[Entries from a pointing dataset]
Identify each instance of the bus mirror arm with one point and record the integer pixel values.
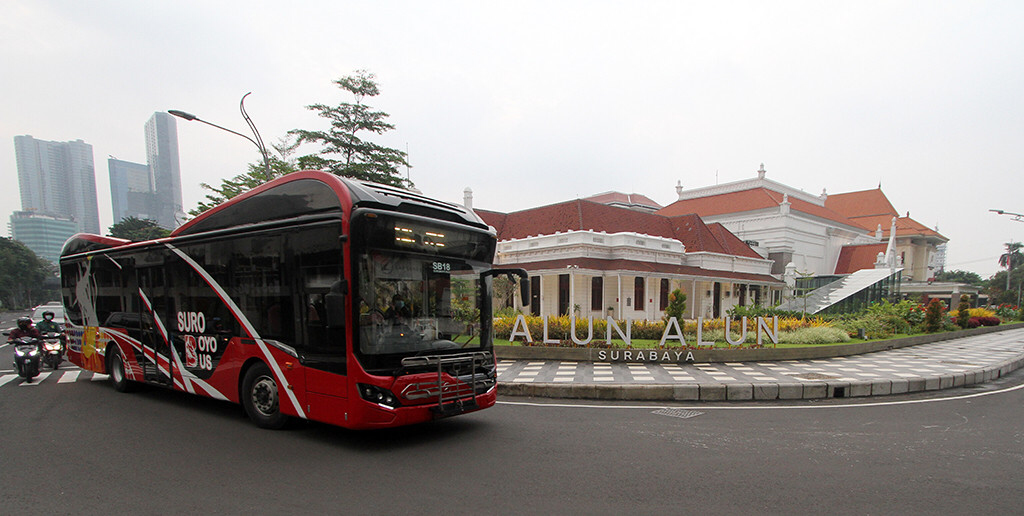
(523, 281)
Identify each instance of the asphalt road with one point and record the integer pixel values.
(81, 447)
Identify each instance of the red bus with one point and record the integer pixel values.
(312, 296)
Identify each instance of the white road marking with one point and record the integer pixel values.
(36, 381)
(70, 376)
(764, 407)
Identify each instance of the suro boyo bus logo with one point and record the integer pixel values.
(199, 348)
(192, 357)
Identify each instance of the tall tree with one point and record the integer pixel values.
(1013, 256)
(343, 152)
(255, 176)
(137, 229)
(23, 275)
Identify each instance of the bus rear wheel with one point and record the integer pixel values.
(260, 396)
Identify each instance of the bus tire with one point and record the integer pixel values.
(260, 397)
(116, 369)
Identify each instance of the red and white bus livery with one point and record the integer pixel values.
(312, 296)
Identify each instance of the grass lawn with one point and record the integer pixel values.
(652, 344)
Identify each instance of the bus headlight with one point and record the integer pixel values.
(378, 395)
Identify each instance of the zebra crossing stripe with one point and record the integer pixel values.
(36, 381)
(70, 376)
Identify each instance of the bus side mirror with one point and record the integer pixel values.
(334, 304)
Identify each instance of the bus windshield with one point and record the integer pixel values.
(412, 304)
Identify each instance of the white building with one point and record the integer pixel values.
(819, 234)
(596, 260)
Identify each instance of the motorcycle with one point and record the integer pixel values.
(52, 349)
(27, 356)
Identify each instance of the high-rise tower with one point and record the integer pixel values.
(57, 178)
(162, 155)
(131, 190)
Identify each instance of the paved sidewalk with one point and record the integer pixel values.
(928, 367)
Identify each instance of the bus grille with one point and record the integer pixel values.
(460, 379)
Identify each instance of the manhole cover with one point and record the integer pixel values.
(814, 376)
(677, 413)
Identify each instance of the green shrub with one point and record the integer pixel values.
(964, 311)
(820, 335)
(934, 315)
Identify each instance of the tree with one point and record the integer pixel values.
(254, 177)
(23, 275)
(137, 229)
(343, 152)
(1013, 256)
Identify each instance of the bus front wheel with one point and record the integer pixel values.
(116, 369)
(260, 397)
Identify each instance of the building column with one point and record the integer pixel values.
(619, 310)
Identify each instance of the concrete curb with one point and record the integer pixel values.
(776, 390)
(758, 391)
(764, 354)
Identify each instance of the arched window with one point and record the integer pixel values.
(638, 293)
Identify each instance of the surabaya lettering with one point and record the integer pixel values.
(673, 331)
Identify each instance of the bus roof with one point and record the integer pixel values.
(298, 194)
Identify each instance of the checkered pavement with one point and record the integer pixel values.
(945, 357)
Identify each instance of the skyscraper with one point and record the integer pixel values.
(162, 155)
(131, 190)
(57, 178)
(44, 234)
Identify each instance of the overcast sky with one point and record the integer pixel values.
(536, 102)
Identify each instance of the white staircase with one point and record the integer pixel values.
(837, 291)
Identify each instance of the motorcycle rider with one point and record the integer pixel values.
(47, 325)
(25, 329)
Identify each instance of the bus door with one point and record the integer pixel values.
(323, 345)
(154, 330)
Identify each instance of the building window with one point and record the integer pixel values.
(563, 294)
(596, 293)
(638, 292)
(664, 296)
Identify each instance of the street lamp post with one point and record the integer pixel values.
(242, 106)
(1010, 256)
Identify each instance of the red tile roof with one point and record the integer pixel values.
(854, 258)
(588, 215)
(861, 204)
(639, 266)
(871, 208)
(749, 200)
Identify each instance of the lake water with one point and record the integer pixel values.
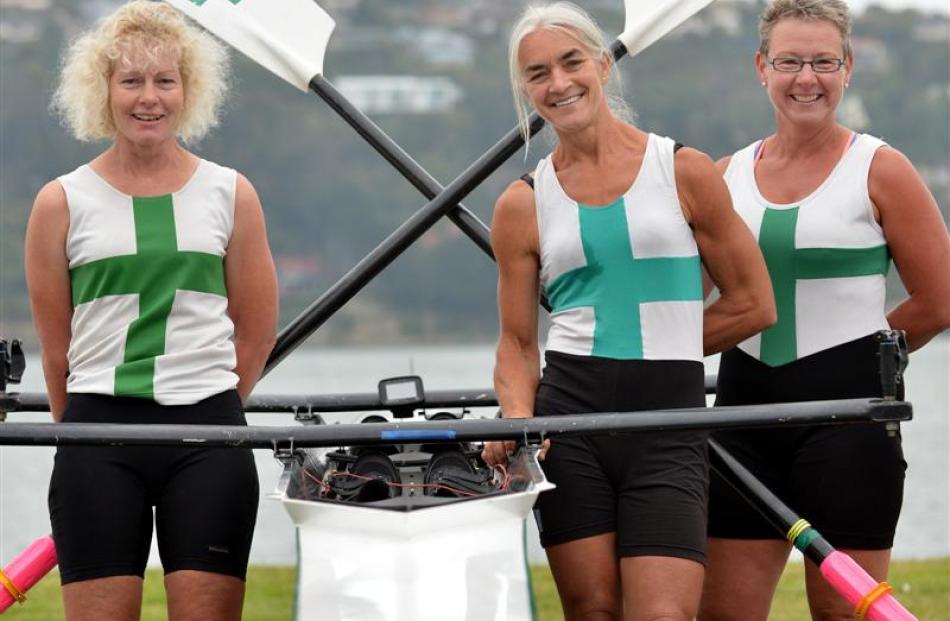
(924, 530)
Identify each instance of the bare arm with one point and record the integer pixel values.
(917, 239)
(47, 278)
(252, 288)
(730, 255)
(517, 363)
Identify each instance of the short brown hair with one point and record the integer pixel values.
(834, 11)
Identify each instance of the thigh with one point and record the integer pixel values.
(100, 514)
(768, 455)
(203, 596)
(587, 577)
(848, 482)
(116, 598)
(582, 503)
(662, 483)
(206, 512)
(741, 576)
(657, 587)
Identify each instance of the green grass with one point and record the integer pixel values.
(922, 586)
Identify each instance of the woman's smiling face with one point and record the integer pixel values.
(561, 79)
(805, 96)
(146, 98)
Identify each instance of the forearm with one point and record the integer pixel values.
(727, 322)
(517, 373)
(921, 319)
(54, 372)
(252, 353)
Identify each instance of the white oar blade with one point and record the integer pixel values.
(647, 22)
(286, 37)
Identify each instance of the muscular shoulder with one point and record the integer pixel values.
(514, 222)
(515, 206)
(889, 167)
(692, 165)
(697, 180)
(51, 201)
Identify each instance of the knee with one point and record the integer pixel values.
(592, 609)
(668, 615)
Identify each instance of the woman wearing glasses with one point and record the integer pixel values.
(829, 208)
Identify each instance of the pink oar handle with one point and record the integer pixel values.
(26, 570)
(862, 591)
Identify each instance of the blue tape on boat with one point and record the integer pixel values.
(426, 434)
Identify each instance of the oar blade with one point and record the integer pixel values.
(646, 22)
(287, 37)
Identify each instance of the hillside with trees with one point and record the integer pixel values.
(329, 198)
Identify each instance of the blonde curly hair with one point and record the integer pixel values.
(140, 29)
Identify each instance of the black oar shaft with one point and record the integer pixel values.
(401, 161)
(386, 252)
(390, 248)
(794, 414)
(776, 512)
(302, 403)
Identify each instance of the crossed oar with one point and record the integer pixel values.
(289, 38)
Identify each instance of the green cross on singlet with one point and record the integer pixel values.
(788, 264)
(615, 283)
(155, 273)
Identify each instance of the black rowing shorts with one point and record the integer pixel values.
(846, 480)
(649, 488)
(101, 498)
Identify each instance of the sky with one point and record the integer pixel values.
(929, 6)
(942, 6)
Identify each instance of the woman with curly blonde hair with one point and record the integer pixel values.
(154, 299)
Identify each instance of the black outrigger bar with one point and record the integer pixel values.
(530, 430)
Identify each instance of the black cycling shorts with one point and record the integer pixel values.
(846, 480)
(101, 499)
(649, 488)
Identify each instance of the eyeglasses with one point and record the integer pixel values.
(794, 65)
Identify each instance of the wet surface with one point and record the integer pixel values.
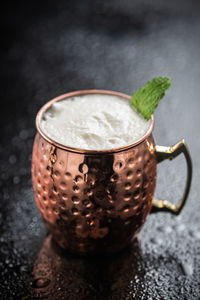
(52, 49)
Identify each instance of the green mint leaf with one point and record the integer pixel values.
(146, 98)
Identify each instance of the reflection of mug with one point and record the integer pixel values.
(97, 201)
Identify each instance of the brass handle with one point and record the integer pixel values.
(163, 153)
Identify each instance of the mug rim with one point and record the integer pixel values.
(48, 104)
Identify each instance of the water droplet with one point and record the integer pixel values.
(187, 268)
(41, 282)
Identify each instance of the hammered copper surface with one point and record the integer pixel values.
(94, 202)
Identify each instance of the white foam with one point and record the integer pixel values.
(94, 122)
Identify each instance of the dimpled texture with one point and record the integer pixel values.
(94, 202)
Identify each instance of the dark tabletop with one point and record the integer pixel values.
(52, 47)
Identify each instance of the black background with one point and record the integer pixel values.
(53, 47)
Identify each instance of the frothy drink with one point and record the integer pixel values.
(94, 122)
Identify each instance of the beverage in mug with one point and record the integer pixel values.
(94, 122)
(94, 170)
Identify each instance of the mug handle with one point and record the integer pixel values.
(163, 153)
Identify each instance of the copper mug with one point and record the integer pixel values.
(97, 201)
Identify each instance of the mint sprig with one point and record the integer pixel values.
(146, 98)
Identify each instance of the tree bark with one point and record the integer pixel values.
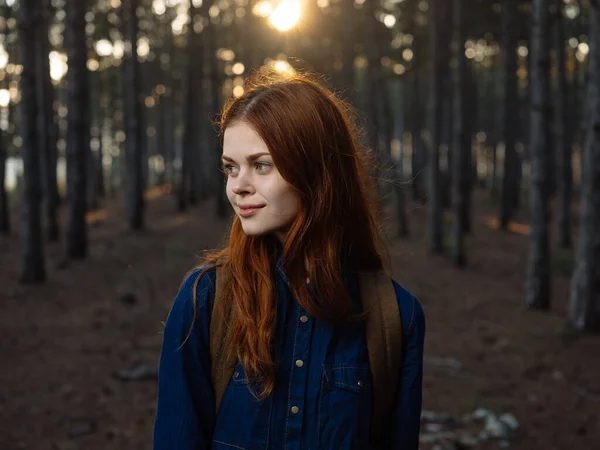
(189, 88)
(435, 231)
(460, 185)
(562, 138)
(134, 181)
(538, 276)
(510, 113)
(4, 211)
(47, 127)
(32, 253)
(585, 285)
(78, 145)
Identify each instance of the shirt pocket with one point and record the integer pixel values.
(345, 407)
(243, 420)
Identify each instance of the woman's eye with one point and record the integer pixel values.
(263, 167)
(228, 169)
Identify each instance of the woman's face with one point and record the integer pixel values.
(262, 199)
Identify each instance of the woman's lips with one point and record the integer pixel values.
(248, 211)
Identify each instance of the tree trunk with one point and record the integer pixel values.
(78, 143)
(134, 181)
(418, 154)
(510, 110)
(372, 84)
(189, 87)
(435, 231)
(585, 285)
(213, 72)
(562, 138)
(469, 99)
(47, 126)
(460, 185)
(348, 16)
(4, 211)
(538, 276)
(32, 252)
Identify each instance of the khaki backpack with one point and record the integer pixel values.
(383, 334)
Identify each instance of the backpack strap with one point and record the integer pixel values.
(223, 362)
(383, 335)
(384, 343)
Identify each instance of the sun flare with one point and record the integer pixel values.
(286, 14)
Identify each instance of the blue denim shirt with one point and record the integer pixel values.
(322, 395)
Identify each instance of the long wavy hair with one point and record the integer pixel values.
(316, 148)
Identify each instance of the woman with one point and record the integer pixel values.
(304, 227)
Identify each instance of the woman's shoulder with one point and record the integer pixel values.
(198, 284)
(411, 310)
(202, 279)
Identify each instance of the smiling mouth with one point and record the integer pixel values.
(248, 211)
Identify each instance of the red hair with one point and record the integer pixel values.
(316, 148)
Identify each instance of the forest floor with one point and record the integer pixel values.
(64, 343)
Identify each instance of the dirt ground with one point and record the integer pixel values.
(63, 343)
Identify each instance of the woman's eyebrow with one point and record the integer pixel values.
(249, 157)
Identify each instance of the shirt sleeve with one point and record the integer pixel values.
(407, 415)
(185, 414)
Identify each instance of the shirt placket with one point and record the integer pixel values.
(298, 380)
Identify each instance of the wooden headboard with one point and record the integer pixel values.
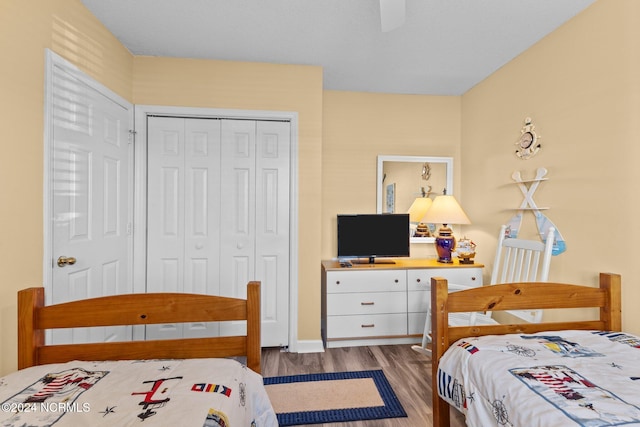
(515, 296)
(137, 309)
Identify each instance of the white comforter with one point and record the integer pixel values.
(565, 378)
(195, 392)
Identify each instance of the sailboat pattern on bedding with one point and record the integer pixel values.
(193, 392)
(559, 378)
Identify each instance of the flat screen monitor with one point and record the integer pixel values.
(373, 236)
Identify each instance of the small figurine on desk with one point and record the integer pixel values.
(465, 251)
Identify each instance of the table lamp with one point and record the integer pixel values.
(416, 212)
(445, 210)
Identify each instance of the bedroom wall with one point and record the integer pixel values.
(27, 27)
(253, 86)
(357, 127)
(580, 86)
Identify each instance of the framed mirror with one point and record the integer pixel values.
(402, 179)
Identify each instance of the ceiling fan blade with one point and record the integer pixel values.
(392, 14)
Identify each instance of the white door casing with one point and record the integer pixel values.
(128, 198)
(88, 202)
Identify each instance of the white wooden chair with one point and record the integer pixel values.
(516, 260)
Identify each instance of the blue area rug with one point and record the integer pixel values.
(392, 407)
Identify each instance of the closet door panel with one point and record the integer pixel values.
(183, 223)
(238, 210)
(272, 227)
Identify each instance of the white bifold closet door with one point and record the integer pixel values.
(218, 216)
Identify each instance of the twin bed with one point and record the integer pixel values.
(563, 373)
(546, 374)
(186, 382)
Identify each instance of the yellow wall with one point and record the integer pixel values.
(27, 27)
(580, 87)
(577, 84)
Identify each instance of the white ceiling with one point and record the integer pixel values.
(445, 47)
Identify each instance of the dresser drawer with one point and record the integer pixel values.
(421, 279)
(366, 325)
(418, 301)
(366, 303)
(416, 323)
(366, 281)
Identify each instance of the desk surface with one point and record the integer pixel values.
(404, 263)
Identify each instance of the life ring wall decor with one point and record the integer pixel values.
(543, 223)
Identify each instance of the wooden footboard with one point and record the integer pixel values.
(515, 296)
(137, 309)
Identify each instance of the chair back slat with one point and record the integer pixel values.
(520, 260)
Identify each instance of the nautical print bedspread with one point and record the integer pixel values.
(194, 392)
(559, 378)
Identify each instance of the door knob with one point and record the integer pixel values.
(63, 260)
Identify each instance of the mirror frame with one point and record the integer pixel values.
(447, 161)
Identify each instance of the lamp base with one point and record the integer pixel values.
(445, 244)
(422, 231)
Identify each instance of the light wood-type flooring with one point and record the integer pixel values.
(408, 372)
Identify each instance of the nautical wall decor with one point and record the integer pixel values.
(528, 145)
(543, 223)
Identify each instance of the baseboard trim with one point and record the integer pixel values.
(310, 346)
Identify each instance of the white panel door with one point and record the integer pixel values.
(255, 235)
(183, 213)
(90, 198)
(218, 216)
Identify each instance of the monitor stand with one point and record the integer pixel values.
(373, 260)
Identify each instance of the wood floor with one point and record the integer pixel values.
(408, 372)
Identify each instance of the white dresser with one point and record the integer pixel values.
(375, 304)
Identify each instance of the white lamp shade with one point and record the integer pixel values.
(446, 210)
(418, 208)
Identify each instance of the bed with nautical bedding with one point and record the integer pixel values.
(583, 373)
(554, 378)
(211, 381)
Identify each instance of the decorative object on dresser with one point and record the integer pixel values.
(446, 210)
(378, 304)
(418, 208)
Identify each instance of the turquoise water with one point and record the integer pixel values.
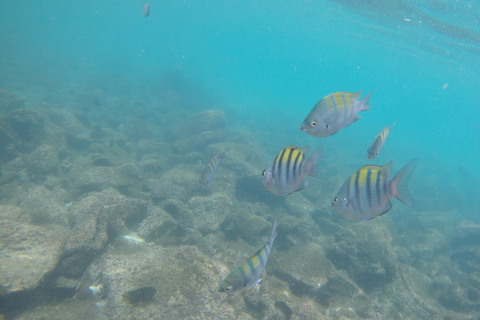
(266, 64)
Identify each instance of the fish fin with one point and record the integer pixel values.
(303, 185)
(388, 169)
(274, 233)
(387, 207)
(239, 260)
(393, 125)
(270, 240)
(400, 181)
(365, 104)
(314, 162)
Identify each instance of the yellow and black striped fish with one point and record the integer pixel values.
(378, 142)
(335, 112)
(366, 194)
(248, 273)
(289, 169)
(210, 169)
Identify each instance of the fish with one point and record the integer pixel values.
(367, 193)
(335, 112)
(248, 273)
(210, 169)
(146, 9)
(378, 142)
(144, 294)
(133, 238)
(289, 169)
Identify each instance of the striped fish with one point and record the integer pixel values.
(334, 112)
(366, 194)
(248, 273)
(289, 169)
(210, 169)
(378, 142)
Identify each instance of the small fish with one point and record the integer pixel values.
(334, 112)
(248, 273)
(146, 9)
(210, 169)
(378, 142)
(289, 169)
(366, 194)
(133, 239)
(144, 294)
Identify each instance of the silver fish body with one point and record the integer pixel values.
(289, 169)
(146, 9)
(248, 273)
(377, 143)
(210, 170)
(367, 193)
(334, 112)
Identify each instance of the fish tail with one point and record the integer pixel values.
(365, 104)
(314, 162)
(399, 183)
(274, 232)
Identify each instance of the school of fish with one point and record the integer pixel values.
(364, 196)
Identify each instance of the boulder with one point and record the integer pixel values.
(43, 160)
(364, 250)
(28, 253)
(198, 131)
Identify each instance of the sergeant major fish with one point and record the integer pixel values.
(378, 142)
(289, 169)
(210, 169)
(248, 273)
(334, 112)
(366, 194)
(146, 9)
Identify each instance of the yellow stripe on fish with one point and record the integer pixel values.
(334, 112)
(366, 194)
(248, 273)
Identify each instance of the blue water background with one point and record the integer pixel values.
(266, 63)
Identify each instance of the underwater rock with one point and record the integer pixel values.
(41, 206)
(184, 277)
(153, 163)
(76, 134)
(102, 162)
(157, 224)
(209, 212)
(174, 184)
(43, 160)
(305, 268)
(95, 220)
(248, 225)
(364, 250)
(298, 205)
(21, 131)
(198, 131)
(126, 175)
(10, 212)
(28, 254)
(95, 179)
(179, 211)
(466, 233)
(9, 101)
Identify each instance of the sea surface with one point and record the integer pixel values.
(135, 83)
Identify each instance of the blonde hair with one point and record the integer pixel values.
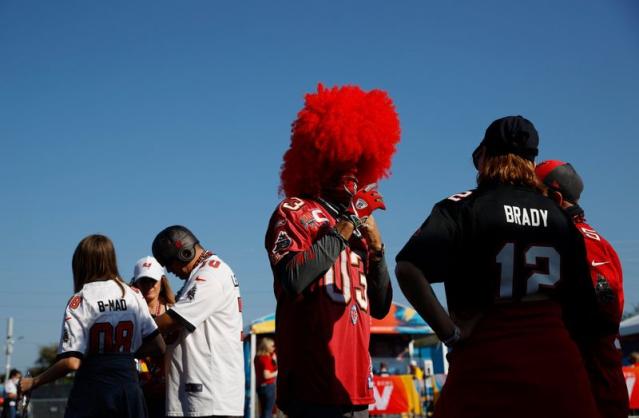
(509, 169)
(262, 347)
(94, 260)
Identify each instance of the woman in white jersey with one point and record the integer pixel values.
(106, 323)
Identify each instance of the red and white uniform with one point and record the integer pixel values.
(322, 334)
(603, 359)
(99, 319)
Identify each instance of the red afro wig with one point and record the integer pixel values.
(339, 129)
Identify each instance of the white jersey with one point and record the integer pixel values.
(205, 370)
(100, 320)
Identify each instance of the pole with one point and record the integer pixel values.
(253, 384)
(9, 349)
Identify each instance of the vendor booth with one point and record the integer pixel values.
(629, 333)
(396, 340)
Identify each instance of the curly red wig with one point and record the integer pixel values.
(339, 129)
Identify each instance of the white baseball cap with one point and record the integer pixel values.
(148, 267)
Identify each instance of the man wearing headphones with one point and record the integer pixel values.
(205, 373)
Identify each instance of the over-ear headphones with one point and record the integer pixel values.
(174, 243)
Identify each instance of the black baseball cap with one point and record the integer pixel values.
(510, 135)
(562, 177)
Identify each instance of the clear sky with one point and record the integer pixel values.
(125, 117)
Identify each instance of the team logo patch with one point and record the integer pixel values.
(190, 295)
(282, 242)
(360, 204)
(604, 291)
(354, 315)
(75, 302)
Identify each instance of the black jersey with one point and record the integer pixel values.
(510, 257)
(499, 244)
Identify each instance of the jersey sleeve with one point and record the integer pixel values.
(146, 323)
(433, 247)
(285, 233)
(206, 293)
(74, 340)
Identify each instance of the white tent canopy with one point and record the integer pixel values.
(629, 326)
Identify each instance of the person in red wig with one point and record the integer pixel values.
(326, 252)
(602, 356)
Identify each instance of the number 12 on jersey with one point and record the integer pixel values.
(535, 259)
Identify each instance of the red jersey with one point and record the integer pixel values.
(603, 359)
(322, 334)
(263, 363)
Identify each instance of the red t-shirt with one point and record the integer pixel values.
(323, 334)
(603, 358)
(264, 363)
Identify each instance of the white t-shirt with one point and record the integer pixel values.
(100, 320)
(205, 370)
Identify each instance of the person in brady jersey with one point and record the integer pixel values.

SET PROBLEM: Starting with the line that contains "Identify each instance of the team", print each line through the last one in the listing. Include both end lines and add nothing.

WRITTEN SOLUTION:
Identify each instance of the team logo patch with one point and record the integer pixel values.
(190, 295)
(282, 242)
(360, 204)
(604, 291)
(354, 315)
(75, 302)
Identify each instance of the black jersey with one point and record the integer pixel values.
(510, 257)
(499, 244)
Identify each instance of the jersey sleeve with one point and record the integer pixel values.
(146, 323)
(433, 247)
(285, 233)
(206, 293)
(74, 340)
Identify each instance of the white tent canopy with one point and record the integer pixel values.
(629, 326)
Identify each instance of the person in red wig with one point and record the integer pixel values.
(326, 252)
(602, 356)
Identify each instance of the number 12 on jersey with one point and record the integer pixel values.
(535, 259)
Identify each instance of the red jersey with one point and record the integer pixel values.
(603, 359)
(322, 334)
(263, 363)
Identify each instance of the red t-shirt with one point and record the integer pixel values.
(323, 334)
(603, 358)
(264, 363)
Identify each instance of the white t-shirt with one point and record the integer pixel values.
(100, 320)
(205, 370)
Identify each instance of the person in brady jersey with one point and record the integer pixel values.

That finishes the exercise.